Problem details
Your task is to repeat the listing exactly.

Information shown
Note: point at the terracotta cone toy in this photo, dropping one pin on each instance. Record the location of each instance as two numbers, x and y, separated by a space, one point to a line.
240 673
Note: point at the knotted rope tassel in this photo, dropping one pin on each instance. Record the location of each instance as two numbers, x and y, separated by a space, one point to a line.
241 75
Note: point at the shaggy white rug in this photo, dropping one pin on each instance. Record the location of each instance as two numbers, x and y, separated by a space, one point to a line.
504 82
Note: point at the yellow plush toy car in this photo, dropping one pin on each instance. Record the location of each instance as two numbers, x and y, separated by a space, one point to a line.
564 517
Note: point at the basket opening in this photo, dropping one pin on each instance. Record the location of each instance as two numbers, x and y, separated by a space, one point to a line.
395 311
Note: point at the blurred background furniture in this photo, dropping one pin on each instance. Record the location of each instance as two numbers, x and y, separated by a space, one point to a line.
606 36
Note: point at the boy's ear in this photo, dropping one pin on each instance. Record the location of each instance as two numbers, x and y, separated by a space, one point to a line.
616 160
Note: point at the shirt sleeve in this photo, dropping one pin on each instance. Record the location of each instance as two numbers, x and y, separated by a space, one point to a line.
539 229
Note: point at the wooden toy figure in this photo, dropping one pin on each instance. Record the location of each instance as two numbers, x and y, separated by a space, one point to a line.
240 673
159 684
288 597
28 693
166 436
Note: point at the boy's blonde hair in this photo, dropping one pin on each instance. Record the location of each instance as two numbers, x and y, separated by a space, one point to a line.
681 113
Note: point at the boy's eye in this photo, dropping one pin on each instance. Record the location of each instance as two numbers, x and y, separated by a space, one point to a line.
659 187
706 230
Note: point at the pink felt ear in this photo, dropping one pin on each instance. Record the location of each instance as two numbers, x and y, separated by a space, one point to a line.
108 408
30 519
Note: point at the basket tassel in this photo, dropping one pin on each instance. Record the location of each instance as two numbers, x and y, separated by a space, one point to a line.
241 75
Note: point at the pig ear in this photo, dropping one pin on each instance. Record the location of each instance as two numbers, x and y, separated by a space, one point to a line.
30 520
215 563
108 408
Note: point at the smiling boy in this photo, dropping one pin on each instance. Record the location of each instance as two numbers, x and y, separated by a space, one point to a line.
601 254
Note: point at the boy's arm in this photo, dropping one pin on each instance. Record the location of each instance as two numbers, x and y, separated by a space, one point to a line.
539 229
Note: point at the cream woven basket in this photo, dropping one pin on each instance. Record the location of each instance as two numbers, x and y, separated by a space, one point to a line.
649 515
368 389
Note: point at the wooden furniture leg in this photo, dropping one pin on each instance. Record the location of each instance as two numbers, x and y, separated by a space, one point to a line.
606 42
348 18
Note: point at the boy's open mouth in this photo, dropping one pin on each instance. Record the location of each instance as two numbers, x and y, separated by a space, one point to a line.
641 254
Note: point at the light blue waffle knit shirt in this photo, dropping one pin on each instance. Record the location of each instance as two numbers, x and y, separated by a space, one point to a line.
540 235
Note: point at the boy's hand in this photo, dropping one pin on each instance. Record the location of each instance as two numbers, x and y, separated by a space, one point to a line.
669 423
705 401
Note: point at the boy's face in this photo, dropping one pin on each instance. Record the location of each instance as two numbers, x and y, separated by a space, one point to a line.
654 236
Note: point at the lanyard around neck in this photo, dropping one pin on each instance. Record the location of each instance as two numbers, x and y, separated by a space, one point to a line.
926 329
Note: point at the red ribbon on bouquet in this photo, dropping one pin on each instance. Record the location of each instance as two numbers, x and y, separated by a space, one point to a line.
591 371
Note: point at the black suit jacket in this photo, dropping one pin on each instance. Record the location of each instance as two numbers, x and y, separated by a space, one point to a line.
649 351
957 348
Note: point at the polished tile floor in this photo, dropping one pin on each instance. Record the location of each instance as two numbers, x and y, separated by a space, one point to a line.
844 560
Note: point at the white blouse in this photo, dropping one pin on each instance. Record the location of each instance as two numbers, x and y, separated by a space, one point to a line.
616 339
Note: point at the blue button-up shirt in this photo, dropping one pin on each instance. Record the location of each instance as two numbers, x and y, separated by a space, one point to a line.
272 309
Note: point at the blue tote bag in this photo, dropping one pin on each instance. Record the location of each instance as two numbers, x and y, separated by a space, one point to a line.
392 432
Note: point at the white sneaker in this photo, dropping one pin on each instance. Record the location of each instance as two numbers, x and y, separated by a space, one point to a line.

Right answer
Note: point at the terracotta cone toy in this photo, dropping one pin on each instance. Record the location of each instance as two numbers, x and y, separated by a space, one point to a line.
240 673
Note: point at the knotted rope tassel in this photo, dropping one pin on each instance. Record the location of each instance as two numbers, x and y, separated by a space, one point to a line.
241 75
Note: point at the shaggy white rug in this photo, dropping one pin on each instance. Record the location of each instance as two numbers, x and y, separated by a space, one point to a line.
504 82
Note: point at the yellow plush toy car in this photo, dropping one pin on each instance. Record the location of each instance as two numbers, x and y, separated by a space, one point to a line.
564 517
Note: point at the basket opening in this photo, dropping one pin on each instance. Record the location of each instance as two numbers, x and y, separated by a space, one point to a line.
395 311
Note: point at the blurred background furniture in this photo, dropping one pin on each instance. Record the location of each instance as two numbers, x and y, separated by a space, one point to a line.
606 36
Note: point at the boy's ear in this photo, dropping one pin on each instance. Record the location of each instance as two numbers, x and y, separated by a space, one point to a line.
616 160
Note: point at the shirt sleeve in this photo, dropping one pin on each instance. Record the location of each instance as two numbers, x and y, separated by a space, one point to a line.
539 229
Note: point at the wooden toy figure in this photo, dropping one pin on each instance. Record the location of each instance as two numbers, x and y, separated by a space, one point to a line.
240 673
159 684
288 597
28 693
166 436
Note: point at the boy's blonde hair in this photo, dropping one pin on each instance. Record the location of each instance as two numbers, x and y, separated by a space, one point to a line.
681 113
Note: point at the boy's eye in this photo, dropping one pin on each instance. Record the location of each instance as two numbers, x and y, separated by a space, one point to a line.
659 187
706 230
Note: point at the pink felt ear in this photo, dropping one pin on each instance. Record the location of each instance as two numbers, x and y, separated by a space, one point to a line.
108 408
30 519
Note: point at the basket tassel in this photo, dropping one pin on each instance. Record the location of each instance as two numbers, x and y, separated by a space, one point to a line.
241 75
Note: point at the pig ear in this photo, dropping one pin on each instance. Record the location of each instance as two numbers, x and y, separated by a space, one point to a line.
30 520
215 563
108 408
Note: point at the smiling boy in this photo, dropping one pin on each instance. Record the location of each instance as two numbers, x and y, separated by a space, one point to a line.
601 254
Note: point at the boy's arm in this photo, dropping one pin on each instance. Record the location of each instance as two numbers, x and y, separated by a space, one point to a line.
539 229
Note: point at the cream woven basket in this photo, dropping one pin on each instance. Record the location of each instance as two numbers, x and y, separated by a space, one point to a line.
649 515
368 389
Note: point at the wooden furniture leg in this photo, dropping one pin on each instance. Record the location of each instance as two numbers, x and y, separated by a space, one point to a line.
606 42
348 18
Note: point at the boy's open mouth in this photo, dropping one pin on each instance. Record the location of each instance as two numbers, x and y, separated by a space, one point to a line.
641 254
Note: point at the light blue waffle knit shirt in this photo, dropping one pin on each instance. Record the location of each instance as two numbers, x and y, separated by a space, one point to a line.
540 235
Note: point at the boy's hand in this photo, dropping one pin on each instance. Record the location of each instance as two numbers, x and y, separated by a space, one point to a line.
669 423
705 401
Note: point at the boy's face in this photo, dropping one pin on each instance. Record the location of each instance as two numbers, x and y, separated by a space, one point to a line.
654 236
Note: point at the lanyard around neck in this photo, dropping one pin on each instance. Record the location of each instance as two numbers, x and y, separated by a space, one point to a line.
926 329
Note: point at the red ribbon on bouquet in this photo, dropping one pin on each instance. Record the location of each instance as two numbers, x and y, separated by a space, one point to a line.
591 371
Note: point at the black suit jacket in this photo, dropping one pin on each instance. Record the location of each instance as two numbers, x and y, separated by a space, one point to a line.
649 351
957 348
Note: point at the polished tile floor in this photo, dropping one pin on each instance. Record the location of each instance as two numbers, x and y, separated by a space, one point to a line.
844 560
Note: point at the white blouse in this photo, dropping one pin on each instance. Record the location of each instance as two numbers, x and y, separated by a space, one point to a line.
616 339
Note: point at the blue button-up shirt in this photo, dropping one pin on each instance. Record the location of each instance as two numbers, x and y, separated by a space, one point to a line.
272 309
Note: point at the blue tote bag in this photo, dropping one pin on each instance. Record the location of each instance as two numbers, x and y, separated by a space, one point to a line.
392 432
Note: point at the white sneaker in this photo, dropping one pin on each instance. Record the location of each instance as two numbers, x and y, separated by a space, one point to a line.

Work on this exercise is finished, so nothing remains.